*** Begin section ***
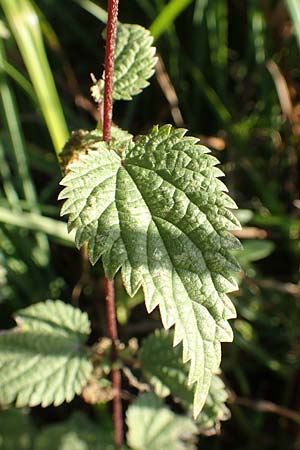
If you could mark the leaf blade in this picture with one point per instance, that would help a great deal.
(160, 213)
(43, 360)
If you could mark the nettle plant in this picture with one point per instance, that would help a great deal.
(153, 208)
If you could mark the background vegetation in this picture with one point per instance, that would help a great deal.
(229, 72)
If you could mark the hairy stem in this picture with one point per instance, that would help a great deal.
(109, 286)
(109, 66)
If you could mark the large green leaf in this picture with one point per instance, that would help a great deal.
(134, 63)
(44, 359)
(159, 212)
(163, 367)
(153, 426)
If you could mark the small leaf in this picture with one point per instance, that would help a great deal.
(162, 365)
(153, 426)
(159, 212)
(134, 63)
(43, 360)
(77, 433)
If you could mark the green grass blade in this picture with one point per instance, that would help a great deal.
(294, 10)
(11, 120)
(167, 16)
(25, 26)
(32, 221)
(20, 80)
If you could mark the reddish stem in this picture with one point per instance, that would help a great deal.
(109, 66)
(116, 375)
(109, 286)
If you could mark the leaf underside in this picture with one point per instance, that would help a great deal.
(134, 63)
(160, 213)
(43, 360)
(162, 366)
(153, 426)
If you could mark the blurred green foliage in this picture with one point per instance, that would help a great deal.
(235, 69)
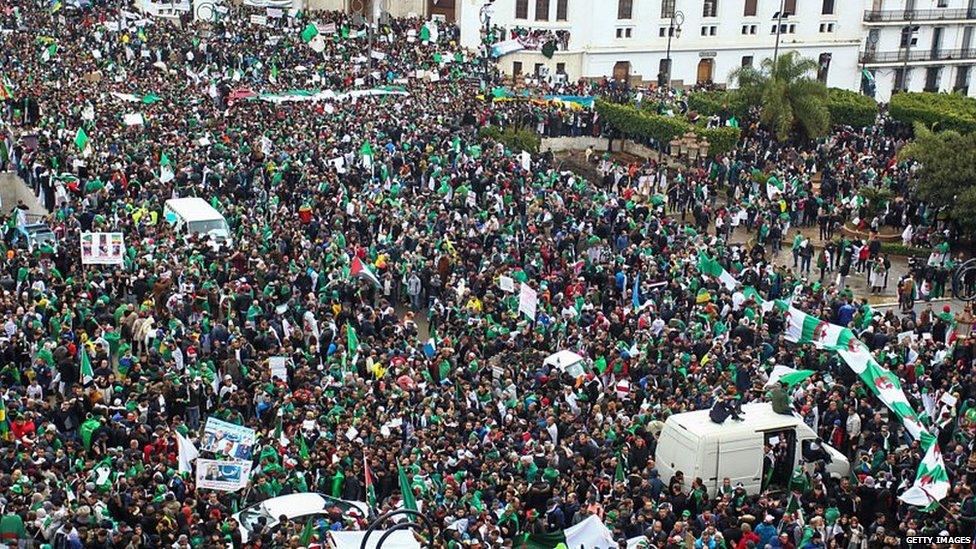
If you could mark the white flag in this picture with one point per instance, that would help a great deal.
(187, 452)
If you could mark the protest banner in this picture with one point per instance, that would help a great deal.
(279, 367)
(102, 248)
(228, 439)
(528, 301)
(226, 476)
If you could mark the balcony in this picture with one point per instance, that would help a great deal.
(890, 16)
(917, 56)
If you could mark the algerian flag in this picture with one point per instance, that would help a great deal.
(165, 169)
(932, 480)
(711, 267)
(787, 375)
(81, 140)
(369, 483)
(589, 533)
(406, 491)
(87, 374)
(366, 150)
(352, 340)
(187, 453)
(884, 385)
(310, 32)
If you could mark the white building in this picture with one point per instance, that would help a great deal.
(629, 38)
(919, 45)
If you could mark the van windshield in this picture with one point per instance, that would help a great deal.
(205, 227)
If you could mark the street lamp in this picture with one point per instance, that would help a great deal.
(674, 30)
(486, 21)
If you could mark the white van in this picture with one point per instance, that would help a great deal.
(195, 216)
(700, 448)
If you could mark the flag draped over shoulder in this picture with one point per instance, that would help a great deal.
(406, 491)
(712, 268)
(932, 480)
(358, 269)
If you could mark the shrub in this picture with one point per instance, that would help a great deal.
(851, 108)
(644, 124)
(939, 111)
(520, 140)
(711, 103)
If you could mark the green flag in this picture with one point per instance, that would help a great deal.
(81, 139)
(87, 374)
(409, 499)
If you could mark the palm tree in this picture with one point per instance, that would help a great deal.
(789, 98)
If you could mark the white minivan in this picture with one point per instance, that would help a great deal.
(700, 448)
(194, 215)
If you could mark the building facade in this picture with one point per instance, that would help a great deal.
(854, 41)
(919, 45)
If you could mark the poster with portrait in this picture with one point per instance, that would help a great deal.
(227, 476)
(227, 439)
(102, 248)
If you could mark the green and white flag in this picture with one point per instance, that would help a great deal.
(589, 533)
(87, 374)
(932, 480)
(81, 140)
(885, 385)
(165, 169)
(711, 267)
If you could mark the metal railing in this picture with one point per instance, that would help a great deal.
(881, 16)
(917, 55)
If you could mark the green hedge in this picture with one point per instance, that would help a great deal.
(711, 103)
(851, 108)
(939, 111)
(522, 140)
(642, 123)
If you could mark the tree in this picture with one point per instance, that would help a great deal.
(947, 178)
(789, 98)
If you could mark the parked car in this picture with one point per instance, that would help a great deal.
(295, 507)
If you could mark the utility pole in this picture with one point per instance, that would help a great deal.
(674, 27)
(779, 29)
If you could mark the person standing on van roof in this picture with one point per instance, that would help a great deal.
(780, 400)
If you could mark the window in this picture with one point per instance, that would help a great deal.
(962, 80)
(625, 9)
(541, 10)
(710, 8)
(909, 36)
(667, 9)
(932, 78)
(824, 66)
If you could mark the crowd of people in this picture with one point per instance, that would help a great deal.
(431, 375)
*** End section ***
- Exercise directions: From the first line to the last, please copy the data exactly, with the pictures left out.

- Reply to the exercise:
If you could mark the leaf blade in this picture with one point per instance, that would help a great deal.
(160, 213)
(43, 360)
If you could mark the nettle plant in this picture with one point per instance, that would help a great deal.
(153, 208)
If you could mark the background vegetation in this picture with one point per instance, that would help a great deal.
(229, 72)
If you could mark the hairy stem in this picture with one point per instance, that would help a great deal.
(109, 286)
(109, 66)
If you could mark the large green leaf in this picture with one point per instance, that would help a great deal.
(134, 63)
(44, 359)
(159, 212)
(163, 367)
(153, 426)
If you could mark the small leaf in this picture with one point per instance, that would help a great deal.
(162, 365)
(153, 426)
(159, 212)
(134, 63)
(43, 360)
(77, 433)
If you could mark the green grass blade in this picture with one point per instance, that would help a great deal.
(294, 10)
(11, 120)
(167, 16)
(25, 26)
(32, 221)
(20, 80)
If you could mark the reddish stem in this picture with one point per instance, that would help a great deal.
(109, 66)
(116, 375)
(109, 286)
If you could mark the leaf underside in this picture with one point per instance, that would help a great deal.
(134, 63)
(160, 213)
(43, 360)
(162, 366)
(153, 426)
If you could mark the blurred green foliage in this picture with one point per instance, that would help a great deal.
(235, 69)
If you could mark the white flag in this picture with one point per instance, that would help a great deal.
(187, 452)
If you could mark the protest banner in this picture with one point per instance, that would help a great deal.
(279, 367)
(102, 248)
(228, 439)
(528, 301)
(226, 476)
If you could mark the balcony in this picture with one point per instance, that would help a great deal.
(890, 16)
(917, 56)
If you could mark the algerian flag in this picture with one point per instance, that would help a great deal.
(165, 169)
(932, 480)
(711, 267)
(787, 375)
(81, 140)
(369, 483)
(589, 533)
(406, 491)
(87, 374)
(366, 150)
(352, 340)
(187, 453)
(884, 385)
(310, 32)
If you could mark the white building in this picture with one point per instance, that would help a great deal.
(629, 38)
(919, 45)
If you could mark the van windshield in this picture with one point per instance, that would help a great deal.
(205, 227)
If you could mark the street lamp in this picture with one point per instance, that would help a great deal.
(674, 30)
(486, 21)
If you could mark the white van in this picture with one point per instance, that would help a great deal.
(195, 216)
(700, 448)
If you could mark the flag draped over shoulder in this picture with one point per instance, that would help a great deal.
(406, 491)
(712, 268)
(932, 480)
(358, 269)
If you could mark the shrub in this picture with one point per instance, that would help a great deal.
(851, 108)
(644, 124)
(939, 111)
(520, 140)
(711, 103)
If you could mark the green flag in this picture with one point per instance, that would help a great deal.
(81, 139)
(87, 374)
(409, 499)
If you could mark the palm tree in this picture with one point per instance, that would help a great deal.
(789, 98)
If you could mark the white minivan in this picture with one point per instance, that would help a great deal.
(700, 448)
(194, 215)
If you could mark the building facade in this picture with one point per instance, that would help a great deal.
(854, 41)
(919, 45)
If you could mark the poster with portrait in this picture with one point per instance, that would help a great deal.
(227, 476)
(227, 439)
(102, 248)
If you could mark the green and white flag in this picture with one point per instance, that would help a great deal.
(589, 533)
(87, 374)
(932, 480)
(81, 140)
(885, 385)
(165, 169)
(711, 267)
If you could mark the metal railing in this picture with one point per instance, that would help a great deal.
(881, 16)
(917, 55)
If you could mark the green hedge in this picture with one point per instance, that would help a great deal.
(711, 103)
(851, 108)
(939, 111)
(522, 140)
(642, 123)
If you could mark the tree in this picture with one point per instance, that would help a great deal.
(947, 178)
(789, 98)
If you could mark the parked car in this picture with one point per instance, that would help a great deal.
(295, 507)
If you could mark the utility pole in this picture with one point per instance, that would help a great deal.
(674, 27)
(779, 29)
If you could mark the person standing on van roof in this picture with one point per instance, that would help a great deal.
(780, 400)
If you could mark the window in this picture with one point per instance, that would help a great deal.
(962, 80)
(625, 9)
(541, 10)
(710, 8)
(909, 36)
(667, 9)
(932, 78)
(824, 66)
If you could mark the crowd of people in this picture with one point per instance, that would help a great deal.
(431, 375)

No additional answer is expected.